Could you reproduce every line of the records below, requests included, but scale each box coordinate in the answers by 1.1 and round it to a whole number, rounding halves up? Leave the numbers in the requests and their format samples as they are.

> **Record excerpts**
>> Start

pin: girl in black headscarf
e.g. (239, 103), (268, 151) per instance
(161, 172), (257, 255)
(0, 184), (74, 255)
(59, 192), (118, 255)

>> End

> **Exercise output**
pin: girl in black headscarf
e.g. (239, 103), (268, 151) per instance
(177, 189), (283, 281)
(0, 202), (81, 281)
(65, 211), (130, 281)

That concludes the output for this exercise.